THE PROBLEM: From the line containing "Locate every instance of the spider's hind" through the last line of the data, return those lines exactly as written and nothing more.

▼

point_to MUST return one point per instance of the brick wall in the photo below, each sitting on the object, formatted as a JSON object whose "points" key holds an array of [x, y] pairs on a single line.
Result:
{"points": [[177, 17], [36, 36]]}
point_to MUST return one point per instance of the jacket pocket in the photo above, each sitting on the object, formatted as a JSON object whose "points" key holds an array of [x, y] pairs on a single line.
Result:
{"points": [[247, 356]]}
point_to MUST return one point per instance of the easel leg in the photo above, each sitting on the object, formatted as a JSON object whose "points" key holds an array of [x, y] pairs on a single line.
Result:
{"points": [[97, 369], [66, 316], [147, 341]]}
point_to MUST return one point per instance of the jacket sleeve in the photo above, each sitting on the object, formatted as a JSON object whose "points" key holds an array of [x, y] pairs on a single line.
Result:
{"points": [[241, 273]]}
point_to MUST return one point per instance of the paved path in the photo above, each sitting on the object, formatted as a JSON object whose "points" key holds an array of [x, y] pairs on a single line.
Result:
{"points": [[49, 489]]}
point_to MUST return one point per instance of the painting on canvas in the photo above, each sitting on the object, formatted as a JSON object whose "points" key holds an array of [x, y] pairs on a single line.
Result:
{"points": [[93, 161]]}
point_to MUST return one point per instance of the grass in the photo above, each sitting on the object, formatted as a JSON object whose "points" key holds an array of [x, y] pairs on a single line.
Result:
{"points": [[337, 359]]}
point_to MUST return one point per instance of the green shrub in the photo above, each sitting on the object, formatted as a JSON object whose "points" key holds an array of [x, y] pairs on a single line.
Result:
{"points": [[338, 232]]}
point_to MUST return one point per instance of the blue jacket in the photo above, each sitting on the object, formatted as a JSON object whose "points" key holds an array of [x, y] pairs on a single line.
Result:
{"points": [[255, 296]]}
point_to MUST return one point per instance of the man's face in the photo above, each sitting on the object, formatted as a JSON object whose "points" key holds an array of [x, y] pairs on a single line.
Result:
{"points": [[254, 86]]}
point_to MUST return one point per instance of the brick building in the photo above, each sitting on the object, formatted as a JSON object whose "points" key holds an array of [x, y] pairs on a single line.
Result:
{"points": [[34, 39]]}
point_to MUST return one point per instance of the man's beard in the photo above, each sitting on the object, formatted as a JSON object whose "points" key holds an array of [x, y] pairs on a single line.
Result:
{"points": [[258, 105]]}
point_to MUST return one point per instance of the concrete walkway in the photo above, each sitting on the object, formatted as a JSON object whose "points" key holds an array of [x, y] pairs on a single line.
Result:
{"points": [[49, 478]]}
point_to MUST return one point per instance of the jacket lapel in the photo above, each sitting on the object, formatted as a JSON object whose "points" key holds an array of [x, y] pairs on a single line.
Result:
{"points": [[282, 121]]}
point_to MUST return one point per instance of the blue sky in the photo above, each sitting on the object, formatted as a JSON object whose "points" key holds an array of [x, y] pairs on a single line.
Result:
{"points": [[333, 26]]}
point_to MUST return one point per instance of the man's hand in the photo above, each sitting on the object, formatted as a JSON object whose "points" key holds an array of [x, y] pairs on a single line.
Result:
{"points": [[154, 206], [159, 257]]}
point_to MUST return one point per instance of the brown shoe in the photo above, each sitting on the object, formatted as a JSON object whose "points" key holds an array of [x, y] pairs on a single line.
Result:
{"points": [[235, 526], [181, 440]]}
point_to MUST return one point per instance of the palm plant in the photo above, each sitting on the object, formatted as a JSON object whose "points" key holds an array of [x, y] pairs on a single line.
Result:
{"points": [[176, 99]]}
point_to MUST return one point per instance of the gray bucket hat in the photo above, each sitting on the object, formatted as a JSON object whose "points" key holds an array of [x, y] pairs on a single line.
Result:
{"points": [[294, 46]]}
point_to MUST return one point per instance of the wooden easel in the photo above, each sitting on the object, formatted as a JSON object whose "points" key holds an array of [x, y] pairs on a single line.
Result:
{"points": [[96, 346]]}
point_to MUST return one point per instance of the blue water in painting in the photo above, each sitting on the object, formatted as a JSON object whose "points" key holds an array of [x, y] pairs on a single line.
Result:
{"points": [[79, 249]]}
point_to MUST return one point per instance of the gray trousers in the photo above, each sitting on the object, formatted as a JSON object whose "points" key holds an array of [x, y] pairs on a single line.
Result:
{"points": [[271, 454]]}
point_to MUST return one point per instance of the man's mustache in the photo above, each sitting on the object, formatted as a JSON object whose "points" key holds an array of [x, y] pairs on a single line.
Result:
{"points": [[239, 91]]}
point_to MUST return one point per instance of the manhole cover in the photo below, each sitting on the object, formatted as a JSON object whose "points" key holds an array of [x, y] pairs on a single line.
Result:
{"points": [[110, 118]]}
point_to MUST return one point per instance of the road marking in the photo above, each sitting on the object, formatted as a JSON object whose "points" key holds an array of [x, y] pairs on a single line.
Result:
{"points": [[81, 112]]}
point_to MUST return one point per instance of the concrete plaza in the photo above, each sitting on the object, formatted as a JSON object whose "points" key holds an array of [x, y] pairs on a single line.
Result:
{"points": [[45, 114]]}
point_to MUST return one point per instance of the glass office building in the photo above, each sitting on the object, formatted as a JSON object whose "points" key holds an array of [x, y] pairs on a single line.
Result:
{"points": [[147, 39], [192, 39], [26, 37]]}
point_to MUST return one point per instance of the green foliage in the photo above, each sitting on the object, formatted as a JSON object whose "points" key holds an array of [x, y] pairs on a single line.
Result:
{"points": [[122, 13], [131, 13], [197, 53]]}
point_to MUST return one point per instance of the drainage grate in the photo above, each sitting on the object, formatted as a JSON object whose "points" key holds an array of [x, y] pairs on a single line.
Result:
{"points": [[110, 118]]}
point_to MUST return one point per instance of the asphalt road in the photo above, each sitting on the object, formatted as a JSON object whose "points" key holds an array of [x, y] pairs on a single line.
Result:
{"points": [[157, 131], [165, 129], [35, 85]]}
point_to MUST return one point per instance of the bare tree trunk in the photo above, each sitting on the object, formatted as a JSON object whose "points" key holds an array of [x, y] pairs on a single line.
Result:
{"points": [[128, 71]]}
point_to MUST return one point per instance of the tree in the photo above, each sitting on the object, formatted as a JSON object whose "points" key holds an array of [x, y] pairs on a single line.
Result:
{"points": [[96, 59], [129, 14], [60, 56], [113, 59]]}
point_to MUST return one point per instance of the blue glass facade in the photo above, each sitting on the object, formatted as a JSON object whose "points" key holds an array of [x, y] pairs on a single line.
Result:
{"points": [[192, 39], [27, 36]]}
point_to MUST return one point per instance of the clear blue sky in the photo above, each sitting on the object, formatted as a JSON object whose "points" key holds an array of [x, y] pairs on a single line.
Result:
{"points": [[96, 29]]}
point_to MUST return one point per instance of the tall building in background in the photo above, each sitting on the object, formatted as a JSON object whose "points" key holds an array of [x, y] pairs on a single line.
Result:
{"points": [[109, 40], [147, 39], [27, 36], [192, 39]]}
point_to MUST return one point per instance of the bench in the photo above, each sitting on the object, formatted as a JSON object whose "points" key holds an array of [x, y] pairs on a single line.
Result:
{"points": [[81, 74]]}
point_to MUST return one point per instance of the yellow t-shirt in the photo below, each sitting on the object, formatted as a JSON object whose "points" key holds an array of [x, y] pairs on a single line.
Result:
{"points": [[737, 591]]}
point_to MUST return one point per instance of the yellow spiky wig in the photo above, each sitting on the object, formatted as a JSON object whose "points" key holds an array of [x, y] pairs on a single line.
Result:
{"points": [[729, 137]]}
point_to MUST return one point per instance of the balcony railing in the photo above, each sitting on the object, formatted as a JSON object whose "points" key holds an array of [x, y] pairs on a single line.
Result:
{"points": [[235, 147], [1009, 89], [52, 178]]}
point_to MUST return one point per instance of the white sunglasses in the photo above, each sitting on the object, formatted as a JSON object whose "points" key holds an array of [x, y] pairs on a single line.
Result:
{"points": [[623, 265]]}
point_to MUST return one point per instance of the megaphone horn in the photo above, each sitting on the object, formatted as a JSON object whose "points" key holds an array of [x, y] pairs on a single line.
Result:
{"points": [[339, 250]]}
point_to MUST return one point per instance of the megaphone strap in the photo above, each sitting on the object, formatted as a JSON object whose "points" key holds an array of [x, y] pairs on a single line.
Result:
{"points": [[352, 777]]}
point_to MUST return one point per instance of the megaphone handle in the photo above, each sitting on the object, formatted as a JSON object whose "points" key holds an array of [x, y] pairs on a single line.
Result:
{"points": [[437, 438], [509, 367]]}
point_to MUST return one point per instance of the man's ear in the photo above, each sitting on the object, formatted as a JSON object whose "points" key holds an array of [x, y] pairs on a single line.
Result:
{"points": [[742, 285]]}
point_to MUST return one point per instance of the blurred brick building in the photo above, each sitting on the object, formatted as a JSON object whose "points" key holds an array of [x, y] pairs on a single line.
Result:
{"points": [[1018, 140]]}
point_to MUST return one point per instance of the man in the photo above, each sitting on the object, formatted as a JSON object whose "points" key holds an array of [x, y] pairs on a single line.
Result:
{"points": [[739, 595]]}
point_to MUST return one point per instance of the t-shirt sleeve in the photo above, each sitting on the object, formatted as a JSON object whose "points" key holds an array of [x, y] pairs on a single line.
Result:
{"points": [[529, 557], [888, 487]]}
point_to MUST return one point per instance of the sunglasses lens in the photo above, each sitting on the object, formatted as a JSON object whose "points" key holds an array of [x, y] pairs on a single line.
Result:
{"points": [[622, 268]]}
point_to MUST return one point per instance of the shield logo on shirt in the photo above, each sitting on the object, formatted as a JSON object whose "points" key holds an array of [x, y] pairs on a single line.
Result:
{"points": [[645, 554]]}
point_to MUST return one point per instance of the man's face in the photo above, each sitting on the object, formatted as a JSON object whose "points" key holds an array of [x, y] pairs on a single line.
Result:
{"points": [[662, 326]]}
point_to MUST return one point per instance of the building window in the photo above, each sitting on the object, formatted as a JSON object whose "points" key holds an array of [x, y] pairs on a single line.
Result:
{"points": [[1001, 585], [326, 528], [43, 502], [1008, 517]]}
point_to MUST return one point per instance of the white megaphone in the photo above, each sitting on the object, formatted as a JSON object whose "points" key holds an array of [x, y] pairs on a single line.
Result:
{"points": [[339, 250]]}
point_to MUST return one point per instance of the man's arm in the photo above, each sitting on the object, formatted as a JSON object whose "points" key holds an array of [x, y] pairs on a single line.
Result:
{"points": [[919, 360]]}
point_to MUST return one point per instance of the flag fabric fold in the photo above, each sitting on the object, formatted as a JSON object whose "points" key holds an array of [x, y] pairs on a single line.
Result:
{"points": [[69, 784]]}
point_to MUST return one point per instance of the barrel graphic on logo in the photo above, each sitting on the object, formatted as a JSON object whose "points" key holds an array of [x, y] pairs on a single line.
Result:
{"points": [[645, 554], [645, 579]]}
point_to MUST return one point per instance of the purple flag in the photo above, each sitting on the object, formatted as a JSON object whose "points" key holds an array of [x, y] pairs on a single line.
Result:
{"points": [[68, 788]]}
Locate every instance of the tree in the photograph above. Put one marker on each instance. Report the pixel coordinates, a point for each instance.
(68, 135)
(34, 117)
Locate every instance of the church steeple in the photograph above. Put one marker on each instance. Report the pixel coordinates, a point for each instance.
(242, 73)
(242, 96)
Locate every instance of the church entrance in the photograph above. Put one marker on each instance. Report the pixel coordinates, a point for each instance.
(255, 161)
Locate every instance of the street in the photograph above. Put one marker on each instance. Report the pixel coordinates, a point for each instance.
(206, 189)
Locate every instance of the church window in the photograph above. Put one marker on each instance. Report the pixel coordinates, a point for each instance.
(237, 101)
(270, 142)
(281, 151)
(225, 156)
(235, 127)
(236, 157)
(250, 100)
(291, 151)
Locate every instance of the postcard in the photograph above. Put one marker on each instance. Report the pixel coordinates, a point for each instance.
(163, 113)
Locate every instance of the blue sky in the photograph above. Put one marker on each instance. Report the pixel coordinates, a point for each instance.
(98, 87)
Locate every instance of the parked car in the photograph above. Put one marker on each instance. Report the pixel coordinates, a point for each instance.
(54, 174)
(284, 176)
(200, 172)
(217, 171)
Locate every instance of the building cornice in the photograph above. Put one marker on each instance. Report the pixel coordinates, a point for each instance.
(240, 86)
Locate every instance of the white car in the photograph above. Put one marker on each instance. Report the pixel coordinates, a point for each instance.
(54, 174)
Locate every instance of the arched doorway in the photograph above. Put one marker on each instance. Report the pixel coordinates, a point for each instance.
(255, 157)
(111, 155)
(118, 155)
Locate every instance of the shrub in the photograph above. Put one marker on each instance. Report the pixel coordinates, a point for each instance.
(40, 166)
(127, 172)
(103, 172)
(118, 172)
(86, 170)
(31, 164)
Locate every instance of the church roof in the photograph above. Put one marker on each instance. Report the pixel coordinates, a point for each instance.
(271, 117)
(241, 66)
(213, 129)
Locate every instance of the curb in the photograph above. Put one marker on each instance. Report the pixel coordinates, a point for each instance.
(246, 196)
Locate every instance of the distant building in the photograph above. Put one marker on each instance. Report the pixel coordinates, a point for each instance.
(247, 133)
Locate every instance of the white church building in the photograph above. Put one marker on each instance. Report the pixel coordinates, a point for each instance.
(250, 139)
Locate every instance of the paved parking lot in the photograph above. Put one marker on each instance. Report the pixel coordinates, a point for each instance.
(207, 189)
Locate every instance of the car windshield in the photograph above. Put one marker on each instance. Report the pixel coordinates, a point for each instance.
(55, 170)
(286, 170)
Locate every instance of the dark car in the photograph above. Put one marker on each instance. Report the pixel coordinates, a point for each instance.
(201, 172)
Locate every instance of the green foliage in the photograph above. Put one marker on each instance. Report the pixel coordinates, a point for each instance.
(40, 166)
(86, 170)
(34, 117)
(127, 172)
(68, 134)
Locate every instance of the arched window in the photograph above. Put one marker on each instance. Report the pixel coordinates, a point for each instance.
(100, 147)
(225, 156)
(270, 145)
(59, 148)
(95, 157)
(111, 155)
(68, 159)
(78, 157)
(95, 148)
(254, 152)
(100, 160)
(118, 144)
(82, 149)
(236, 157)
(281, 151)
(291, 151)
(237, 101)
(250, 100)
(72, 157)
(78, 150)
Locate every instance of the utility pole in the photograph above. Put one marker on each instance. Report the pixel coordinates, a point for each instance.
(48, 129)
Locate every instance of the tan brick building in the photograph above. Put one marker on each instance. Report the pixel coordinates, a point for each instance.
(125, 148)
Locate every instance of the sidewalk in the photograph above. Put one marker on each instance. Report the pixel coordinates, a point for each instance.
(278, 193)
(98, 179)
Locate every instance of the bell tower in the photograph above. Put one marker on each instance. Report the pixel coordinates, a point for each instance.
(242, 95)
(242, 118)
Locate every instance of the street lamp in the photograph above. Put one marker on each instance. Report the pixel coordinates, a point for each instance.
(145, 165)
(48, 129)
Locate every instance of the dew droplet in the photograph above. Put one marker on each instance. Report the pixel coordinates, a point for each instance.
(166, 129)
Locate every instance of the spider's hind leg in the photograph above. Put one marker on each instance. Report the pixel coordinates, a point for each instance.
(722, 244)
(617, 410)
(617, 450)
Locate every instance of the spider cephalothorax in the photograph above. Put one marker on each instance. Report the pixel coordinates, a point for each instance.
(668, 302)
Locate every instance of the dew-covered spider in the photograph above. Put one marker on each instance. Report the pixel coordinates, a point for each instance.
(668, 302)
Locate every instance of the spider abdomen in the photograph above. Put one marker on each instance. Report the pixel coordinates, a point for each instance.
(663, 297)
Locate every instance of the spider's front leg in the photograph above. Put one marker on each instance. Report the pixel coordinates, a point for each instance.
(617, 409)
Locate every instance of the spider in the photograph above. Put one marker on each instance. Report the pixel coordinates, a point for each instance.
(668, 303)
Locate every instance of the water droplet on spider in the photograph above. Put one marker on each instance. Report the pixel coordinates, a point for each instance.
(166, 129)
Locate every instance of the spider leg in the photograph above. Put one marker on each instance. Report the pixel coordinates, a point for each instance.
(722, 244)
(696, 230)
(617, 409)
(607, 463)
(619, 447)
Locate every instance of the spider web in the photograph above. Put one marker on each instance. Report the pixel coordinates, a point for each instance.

▲

TASK OUTPUT:
Locate every instance of the spider's hind leg in the photograph above. Put one marker on each instance. Report the pixel coordinates, a point for each instance.
(722, 244)
(617, 410)
(617, 450)
Locate every instance of the spider cephalothorax in the photograph above. Put one marker on each instance. Report the pixel coordinates, a point for each instance.
(668, 302)
Locate every instance of the dew-covered spider in the photograph above. Put one marker on each instance. Report the pixel coordinates, a point for each instance.
(668, 302)
Locate every instance of the spider abdomen in the photograph above. Put one marker on each instance. Report the pixel coordinates, a point for each instance.
(663, 297)
Locate every instance of the spider's front leg in the photograph above. Put one marker on each instance. Report the pixel coordinates, a point for each instance.
(617, 409)
Locate every instance of the spider in the photograph above. Put one marker on each instance. Report the pixel coordinates, a point for each instance.
(668, 303)
Locate every instance of the water droplet on spider in the photograph above. Put one marker on each instance. Report the pixel coordinates, a point for each instance.
(166, 129)
Locate every instance of the spider leg in the photograph above. Put one marker on each instance. Report the pixel coordinates, a point for each instance.
(722, 244)
(696, 230)
(617, 409)
(607, 463)
(619, 447)
Locate every instance of the spider web in the photograph above. Put one marker on each instance. Report the pixel coordinates, a point for each instance.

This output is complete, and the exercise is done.